-- start QUOTED PASSAGE --
Intel® Advisor User Guide

ID 766448
Date 11/07/2023
Public

A newer version of this document is available. Customers should click here to go to the newest version.

Document Table of Contents

Loop Markup to Minimize Analysis Overhead

Issue

Running your target application with the Intel® Advisor can take substantially longer than running your target application without the Intel® Advisor. Depending on an accuracy level and analyses you choose for a perspective, different overhead is added to your application execution time. For example:

Runtime Overhead / Analysis

Survey

Characterization

Dependencies

MAP

Target application runtime with Intel® Advisor compared to runtime without Intel® Advisor

1.1x longer

2 - 55x longer

5 - 100x longer

5 - 20x longer

Solutions

Use the following techniques to skip uninteresting loops and analyze only interesting loops.

Select Loops by ID

Goal: Minimize collection overhead.

Applicable analyses: Characterization with Trip Counts and FLOP collection enabled, Dependencies, Memory Access Patterns.

Use when...
-- end QUOTED PASSAGE --
-- start ENTRIES SHOWN --
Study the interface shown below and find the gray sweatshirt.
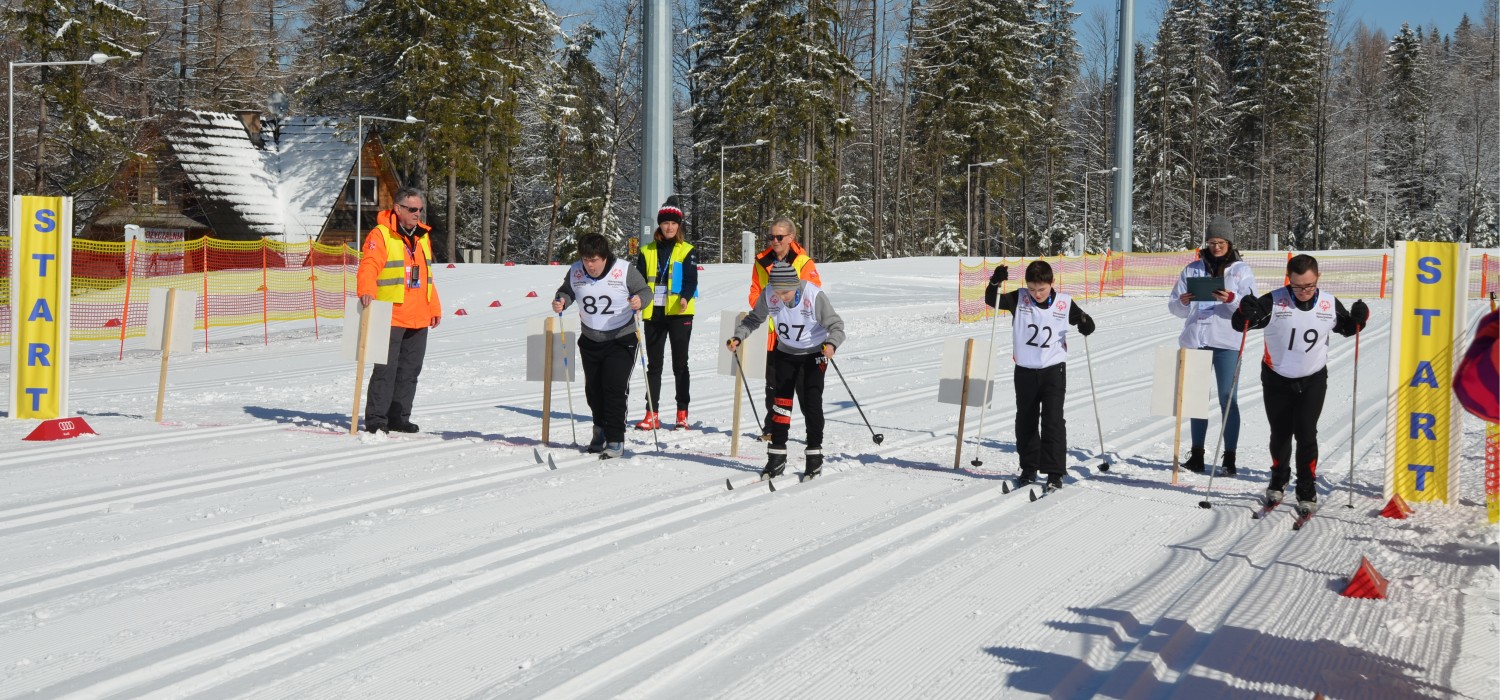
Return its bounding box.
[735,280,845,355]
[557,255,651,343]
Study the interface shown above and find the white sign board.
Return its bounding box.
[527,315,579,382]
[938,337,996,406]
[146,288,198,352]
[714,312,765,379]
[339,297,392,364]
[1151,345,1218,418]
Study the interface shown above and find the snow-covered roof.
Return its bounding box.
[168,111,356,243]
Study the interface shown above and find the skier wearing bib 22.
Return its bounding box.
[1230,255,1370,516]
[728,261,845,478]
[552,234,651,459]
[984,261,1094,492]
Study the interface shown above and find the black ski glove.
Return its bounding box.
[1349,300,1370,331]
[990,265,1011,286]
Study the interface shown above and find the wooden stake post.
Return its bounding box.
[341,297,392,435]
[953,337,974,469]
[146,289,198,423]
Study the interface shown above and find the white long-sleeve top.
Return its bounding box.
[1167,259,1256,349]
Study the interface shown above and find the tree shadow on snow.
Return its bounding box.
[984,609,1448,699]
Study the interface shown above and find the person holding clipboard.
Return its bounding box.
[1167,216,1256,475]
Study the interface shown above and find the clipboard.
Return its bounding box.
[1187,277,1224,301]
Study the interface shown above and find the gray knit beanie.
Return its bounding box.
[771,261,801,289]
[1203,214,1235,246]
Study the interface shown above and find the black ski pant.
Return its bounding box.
-- end ENTRIES SHOWN --
- **CHALLENGE**
Summarize the loop markup page in two sentences.

- **TASK ANSWER**
Running a target application with the Intel® Advisor can take substantially longer than running it without, and the added overhead depends on the accuracy level and analyses chosen, ranging from 1.1x longer for Survey to 5–100x longer for Dependencies. To reduce this, the page offers techniques for skipping uninteresting loops and analyzing only interesting ones, such as selecting loops by ID to minimize collection overhead.